Seit den Anschlägen in den USA sind Actionfilme mit einstürzenden Neubauten und explodierenden Hubschraubern verpönt. Dennoch sind "Digital Artists" gefragt wie nie. Wer das Studium schafft und sich mit Spezialeffekten auskennt, hat blendende Berufsperspektiven.

Zum Glück hat Volker Engel seinen Oscar schon 1996 bekommen. In den nächsten Jahren könnte es schwierig werden, mit Katastrophenfilmen wie "Independence Day", für den der Deutsche die Spezialeffekte beisteuerte, zu reüssieren. Zu sehr hat sich die Realität den Phantasien der Alptraumfabrik Hollywood genähert. Trotzdem müssen sich Digital Artists wie Engel um ihre Zukunft keine Sorgen machen.
——————
Aufgabe A:
Wie lautet der Abschnitt im Text über Digital Artists zwischen "Seit den Anschlägen" und "keine Sorgen machen.", beide einschließlich? Gib ihn wörtlich wieder.
Aufgabe B:
Wie könnte der Text über Digital Artists nach seinem letzten Satz weitergehen? Setze ihn von dort aus fort.
——————
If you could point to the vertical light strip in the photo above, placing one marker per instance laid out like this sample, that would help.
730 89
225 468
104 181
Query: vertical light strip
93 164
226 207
——————
Schriftliche Antwort A:
Seit den Anschlägen in den USA sind Actionfilme mit einstürzenden Neubauten und explodierenden Hubschraubern verpönt. Dennoch sind "Digital Artists" gefragt wie nie. Wer das Studium schafft und sich mit Spezialeffekten auskennt, hat blendende Berufsperspektiven.

Zum Glück hat Volker Engel seinen Oscar schon 1996 bekommen. In den nächsten Jahren könnte es schwierig werden, mit Katastrophenfilmen wie "Independence Day", für den der Deutsche die Spezialeffekte beisteuerte, zu reüssieren. Zu sehr hat sich die Realität den Phantasien der Alptraumfabrik Hollywood genähert. Trotzdem müssen sich Digital Artists wie Engel um ihre Zukunft keine Sorgen machen.

Schriftliche Antwort B:
Kaum ein filmisches Erzeugnis, und seien es nur die Werbespots fürs Fernsehen, kann auf digitale Tricks verzichten. "Unsere Absolventen kommen alle gut unter. Es gibt auf dem Markt einen riesigen Bedarf", sagt Sven Pannicke vom Fachbereich Animation der Filmakademie in Ludwigsburg, wo auch Volker Engel regelmäßig als Dozent vorbeischaut.

Das Aufgabenspektrum der Digital Artists reicht vom bloßen Retuschieren und Korrigieren bis zum Erschaffen künstlicher Bildwelten in Computerspielen oder Spielfilmen. Jüngstes Vorzeigewerk der Branche ist der Streifen "Final Fantasy", bei dem sämtliche Charaktere nicht aus Fleisch und Blut, sondern aus Bits und Pixeln bestehen.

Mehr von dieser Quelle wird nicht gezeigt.